Task prompt: Which lines run from the one containing "Labeling fields. Category: squirrel." to the end of the entries? Quote them exactly, and nothing else.

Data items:
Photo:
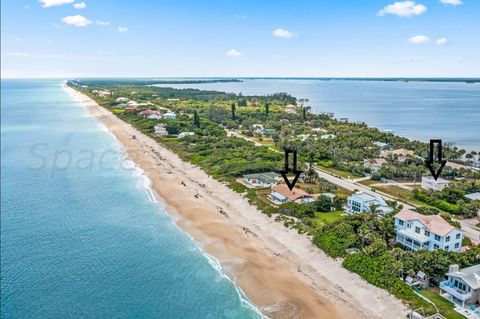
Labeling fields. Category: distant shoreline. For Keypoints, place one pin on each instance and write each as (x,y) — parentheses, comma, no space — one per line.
(278,269)
(216,79)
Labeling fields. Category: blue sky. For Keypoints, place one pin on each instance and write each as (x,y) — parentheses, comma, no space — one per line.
(70,38)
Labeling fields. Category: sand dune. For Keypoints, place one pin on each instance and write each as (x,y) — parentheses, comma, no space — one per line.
(280,271)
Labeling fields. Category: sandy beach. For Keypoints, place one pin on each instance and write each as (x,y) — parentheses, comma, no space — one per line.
(280,271)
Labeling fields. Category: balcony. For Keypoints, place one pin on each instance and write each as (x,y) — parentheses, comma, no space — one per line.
(448,287)
(413,235)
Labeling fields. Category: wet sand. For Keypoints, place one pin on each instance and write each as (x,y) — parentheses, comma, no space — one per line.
(280,271)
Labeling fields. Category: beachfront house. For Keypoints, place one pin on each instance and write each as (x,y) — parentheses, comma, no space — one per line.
(462,286)
(361,202)
(170,116)
(400,154)
(382,146)
(257,128)
(160,130)
(415,231)
(269,131)
(281,194)
(327,136)
(473,196)
(150,114)
(291,109)
(319,130)
(185,134)
(259,180)
(458,166)
(429,183)
(130,108)
(374,164)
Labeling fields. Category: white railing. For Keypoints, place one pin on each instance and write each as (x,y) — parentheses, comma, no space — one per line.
(452,290)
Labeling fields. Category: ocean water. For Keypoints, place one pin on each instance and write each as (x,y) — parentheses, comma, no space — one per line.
(80,235)
(418,110)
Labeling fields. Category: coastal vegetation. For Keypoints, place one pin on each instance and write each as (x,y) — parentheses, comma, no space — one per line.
(235,135)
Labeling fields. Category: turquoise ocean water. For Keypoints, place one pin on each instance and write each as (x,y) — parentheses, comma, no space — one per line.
(417,110)
(81,236)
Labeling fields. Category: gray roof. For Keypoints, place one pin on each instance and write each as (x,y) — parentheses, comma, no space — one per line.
(470,275)
(329,195)
(473,196)
(266,178)
(278,195)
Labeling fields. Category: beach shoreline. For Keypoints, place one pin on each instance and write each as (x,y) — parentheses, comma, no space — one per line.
(280,271)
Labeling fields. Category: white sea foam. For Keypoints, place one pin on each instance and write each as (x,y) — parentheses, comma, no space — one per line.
(144,183)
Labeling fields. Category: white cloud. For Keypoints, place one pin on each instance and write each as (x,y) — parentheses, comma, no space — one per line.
(281,33)
(441,41)
(54,3)
(234,53)
(419,39)
(20,54)
(403,9)
(103,23)
(80,5)
(77,20)
(452,2)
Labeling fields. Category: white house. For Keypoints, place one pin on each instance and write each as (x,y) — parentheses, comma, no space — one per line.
(160,130)
(319,130)
(169,116)
(473,196)
(327,136)
(416,231)
(185,134)
(374,164)
(428,182)
(266,179)
(257,128)
(361,202)
(462,286)
(282,194)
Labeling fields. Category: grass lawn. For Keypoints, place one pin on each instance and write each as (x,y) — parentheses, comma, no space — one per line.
(403,194)
(338,172)
(340,191)
(327,218)
(444,306)
(368,182)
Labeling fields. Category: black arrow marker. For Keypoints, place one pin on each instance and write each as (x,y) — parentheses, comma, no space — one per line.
(439,158)
(287,169)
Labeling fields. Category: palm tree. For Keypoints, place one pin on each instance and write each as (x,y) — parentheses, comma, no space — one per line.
(233,111)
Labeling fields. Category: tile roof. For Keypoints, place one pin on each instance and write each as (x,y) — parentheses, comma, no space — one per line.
(434,223)
(470,275)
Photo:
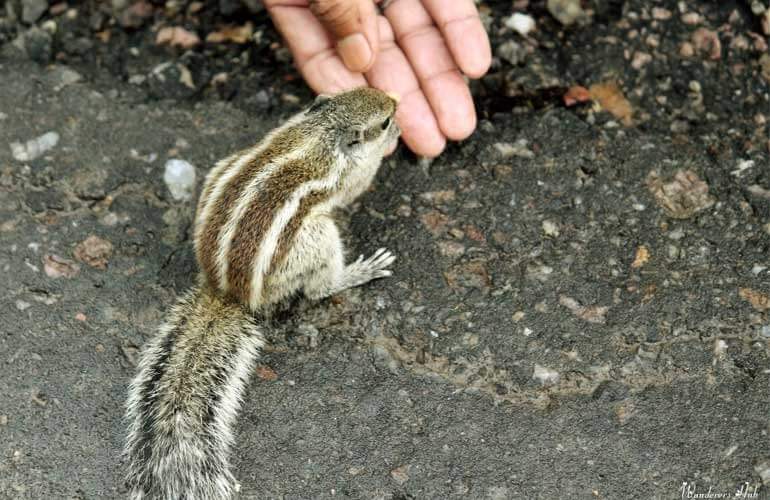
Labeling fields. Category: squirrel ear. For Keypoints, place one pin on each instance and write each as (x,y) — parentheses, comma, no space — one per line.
(319,102)
(351,137)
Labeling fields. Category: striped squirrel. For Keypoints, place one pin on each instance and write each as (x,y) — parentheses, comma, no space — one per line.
(263,232)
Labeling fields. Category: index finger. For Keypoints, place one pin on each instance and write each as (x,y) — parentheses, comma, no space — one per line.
(465,36)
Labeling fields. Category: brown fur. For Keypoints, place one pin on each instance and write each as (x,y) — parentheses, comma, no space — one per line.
(209,238)
(259,216)
(290,231)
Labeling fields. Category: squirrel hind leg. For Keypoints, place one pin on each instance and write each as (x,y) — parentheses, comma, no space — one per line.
(317,261)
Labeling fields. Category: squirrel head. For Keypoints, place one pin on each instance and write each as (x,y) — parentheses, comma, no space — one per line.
(359,123)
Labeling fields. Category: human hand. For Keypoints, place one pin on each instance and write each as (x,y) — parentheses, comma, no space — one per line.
(419,49)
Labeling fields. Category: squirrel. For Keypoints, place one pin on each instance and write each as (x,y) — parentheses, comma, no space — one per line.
(263,232)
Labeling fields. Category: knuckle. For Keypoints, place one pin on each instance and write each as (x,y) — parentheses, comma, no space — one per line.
(335,13)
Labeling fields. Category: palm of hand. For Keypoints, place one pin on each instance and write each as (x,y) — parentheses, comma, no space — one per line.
(424,48)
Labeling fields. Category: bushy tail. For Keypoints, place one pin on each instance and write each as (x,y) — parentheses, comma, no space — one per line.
(183,401)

Output for this exercise:
Labeling fields. Category: squirrel. For Keypoints, place one pin on each instance and write each as (x,y) — parentheses, comma, no space — one per line.
(263,232)
Labeling fields. Category: knuckle. For Keypoints, place one pin on each instance and write each as (x,y) — parentheses, comma, no space — one per line.
(335,13)
Labeling fields. Category: palm of hand. For Keypoints, place one pin on each instance and write each as (x,y) — parentheses, comma, no space — one per line.
(424,48)
Labeling fields. Category: bushy tail. For Keypoints, place one pin on each instance and write each as (x,y) — parentheses, comma, no space — one per line.
(183,401)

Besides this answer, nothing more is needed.